Turn each line of the entries below into an item of a numbered list, and leave out any blank lines.
:: Input ::
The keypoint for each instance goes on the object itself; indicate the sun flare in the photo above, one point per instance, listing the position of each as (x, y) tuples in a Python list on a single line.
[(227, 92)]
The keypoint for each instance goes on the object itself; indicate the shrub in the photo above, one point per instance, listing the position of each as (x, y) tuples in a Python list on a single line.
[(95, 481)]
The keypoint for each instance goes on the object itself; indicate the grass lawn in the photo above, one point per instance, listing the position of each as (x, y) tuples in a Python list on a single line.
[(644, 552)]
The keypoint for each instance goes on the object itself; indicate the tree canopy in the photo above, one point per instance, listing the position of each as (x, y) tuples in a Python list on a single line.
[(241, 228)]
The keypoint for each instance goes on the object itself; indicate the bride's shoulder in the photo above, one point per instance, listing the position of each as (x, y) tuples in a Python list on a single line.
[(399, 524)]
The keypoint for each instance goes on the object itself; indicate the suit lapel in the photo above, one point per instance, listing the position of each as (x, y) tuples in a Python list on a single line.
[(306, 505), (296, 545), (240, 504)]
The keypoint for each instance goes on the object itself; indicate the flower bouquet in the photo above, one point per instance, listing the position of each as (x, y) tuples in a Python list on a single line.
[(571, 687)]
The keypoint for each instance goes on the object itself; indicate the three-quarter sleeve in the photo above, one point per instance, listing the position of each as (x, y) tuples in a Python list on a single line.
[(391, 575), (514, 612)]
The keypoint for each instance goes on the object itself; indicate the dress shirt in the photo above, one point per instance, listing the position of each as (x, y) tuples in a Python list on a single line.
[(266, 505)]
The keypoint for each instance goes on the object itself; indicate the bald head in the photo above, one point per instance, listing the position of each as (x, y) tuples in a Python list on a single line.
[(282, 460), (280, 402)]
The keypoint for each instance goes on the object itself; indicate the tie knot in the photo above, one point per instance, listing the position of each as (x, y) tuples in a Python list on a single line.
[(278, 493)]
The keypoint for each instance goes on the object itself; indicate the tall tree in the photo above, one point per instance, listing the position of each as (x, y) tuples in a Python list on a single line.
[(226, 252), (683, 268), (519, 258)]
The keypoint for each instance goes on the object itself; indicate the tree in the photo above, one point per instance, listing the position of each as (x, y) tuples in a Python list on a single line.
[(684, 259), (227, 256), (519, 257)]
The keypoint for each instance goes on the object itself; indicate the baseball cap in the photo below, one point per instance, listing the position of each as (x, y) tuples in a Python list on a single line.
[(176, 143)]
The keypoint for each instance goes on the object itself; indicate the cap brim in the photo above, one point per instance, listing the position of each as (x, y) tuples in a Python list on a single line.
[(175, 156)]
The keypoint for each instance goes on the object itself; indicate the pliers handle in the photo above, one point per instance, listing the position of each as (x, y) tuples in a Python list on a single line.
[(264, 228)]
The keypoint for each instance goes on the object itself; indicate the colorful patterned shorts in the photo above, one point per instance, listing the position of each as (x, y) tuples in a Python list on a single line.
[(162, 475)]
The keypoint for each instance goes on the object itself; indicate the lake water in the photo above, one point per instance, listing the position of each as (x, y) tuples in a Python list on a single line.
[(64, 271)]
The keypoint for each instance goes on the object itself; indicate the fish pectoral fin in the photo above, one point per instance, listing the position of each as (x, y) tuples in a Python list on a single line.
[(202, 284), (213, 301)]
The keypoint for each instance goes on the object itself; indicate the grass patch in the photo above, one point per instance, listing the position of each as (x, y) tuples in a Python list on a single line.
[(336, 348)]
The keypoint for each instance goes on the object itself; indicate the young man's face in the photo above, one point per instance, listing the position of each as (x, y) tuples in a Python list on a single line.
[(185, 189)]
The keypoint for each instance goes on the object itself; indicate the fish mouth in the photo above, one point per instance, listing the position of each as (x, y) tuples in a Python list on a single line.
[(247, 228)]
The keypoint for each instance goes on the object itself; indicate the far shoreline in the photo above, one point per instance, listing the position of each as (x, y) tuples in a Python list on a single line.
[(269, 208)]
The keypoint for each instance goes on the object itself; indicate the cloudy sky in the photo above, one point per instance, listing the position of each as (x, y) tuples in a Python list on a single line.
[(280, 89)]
:::
# Response
1. The keypoint for each instance goes on the object itself; indicate the sun flare in the photo above, one point per instance, listing the position of each as (x, y) tuples in a Python list on a single line.
2. [(227, 92)]
3. The keypoint for each instance goes on the object itself; indicate the shrub in the photo above, one point per instance, listing the position of each as (x, y) tuples in a Python list on a single line.
4. [(95, 481)]
5. The keypoint for each instance goes on the object itself; indicate the grass lawn in the photo above, one point per instance, listing the position of each as (x, y) tuples in a Python list on a single line.
6. [(644, 552)]
7. The keypoint for each instance goes on the object itself; indicate the tree canopy in the photo above, one point per instance, listing the position of each as (x, y) tuples in a Python list on a single line.
8. [(241, 228)]
9. The keypoint for each instance goes on the object itself; indicate the bride's shoulder in the photo above, one point per instance, listing the position of each as (x, y) tuples in a Python list on a single line.
10. [(399, 524)]
11. The keypoint for each instance goes on the object itself; indicate the suit lapel in the photo above, one point per instance, listing the position of each as (x, y) tuples in a Python list on a single line.
12. [(306, 505), (296, 545), (240, 504)]
13. The keypoint for each instance goes on the object itself; indicate the flower bouquet in the photo above, one point per instance, listing the position of each as (x, y) tuples in a Python list on a single line.
14. [(571, 687)]
15. The keypoint for each instance goes on the object itself; indicate the three-quarter sleeve in the photo above, one point per instance, listing the position of each as (x, y) tuples in a Python list on a single line.
16. [(391, 575), (514, 612)]
17. The keypoint for each instance goes on the object itself; indicate the dress shirt in the photo above, one point per instance, listing the position of each as (x, y) tuples in a Python list on a single line.
18. [(266, 505)]
19. The keypoint for each instance goes on the object itself; indicate the bald head in the photo above, one point per instance, listing the position of each as (x, y) tuples in a Python list on a single line.
20. [(282, 460), (280, 402)]
21. The keypoint for each instance goes on the object itself; indicate the tie knot in the photo above, one point per instance, listing the position of each as (x, y) tuples in a Python list on a single line.
22. [(278, 493)]
23. The keypoint for each instance goes on the object itself; indicate the tall tree in the photo above, one point per instance, listing the position of each as (x, y) tuples in a Python list on a single line.
24. [(226, 252), (683, 268), (519, 258)]
25. The keypoint for each instance goes on the object itself; indicate the tree in the photo above, one point per instance, listing the position of each as (x, y) tuples in a Python list on a single line.
26. [(684, 259), (227, 256), (519, 257)]
27. The keypoint for each instance goes on the object itself; indicate the baseball cap in the photo below, one point per instance, listing the position of each as (x, y) tuples in a Python list on a single line.
28. [(176, 143)]
29. The keypoint for each instance goes on the object itself; indicate the cap brim in the photo above, one point per instance, listing the position of each as (x, y) tuples in a Python list on a single line.
30. [(175, 156)]
31. The keypoint for each instance goes on the object itself; indicate the pliers handle in the photo above, one point per instance, listing the position of each as (x, y) tuples in a Python list on a single line.
32. [(264, 228)]
33. The keypoint for each instance goes on the object itself; indicate the colorful patterned shorts in the photo above, one point per instance, listing the position of each as (x, y) tuples in a Python list on a single line.
34. [(162, 475)]
35. The keypoint for each instance goes on the object itself; indicate the lake water in the photo above, one point per instance, listing the position of each as (x, y) tuples in a Python list on a single line.
36. [(64, 271)]
37. The keypoint for each instance goes on the object itself; indicate the fish pectoral fin in the photo above, one point per instance, listing the position of each as (x, y) tuples in a Python list on a single line.
38. [(202, 284), (213, 301)]
39. The keypoint for each instance goes on the object itself; indicate the grass patch in the photo above, one point per instance, listing the position of each as (x, y) tuples in a Python list on a single line.
40. [(336, 348)]
41. The keypoint for each instance goes on the object itself; indicate the young man's face in the photo above, one point per instance, listing the position of each as (x, y) tuples in a Python list on a single line.
42. [(185, 189)]
43. The keypoint for each instance goes on the object itself; indicate the fish mouth in the photo above, one point per instance, listing the position of each as (x, y) tuples in a Python list on a single line.
44. [(247, 228)]
45. The keypoint for each instance goes on the object itself; indicate the far shoreline in the photo above, one point per instance, listing the position of each as (x, y) tuples in a Python list on a single line.
46. [(269, 208)]
47. The keypoint for each instance goes on the object itself; indicate the cloudy sky in the photo above, one point per instance, listing the position of each as (x, y) tuples in a Python list on a single line.
48. [(280, 89)]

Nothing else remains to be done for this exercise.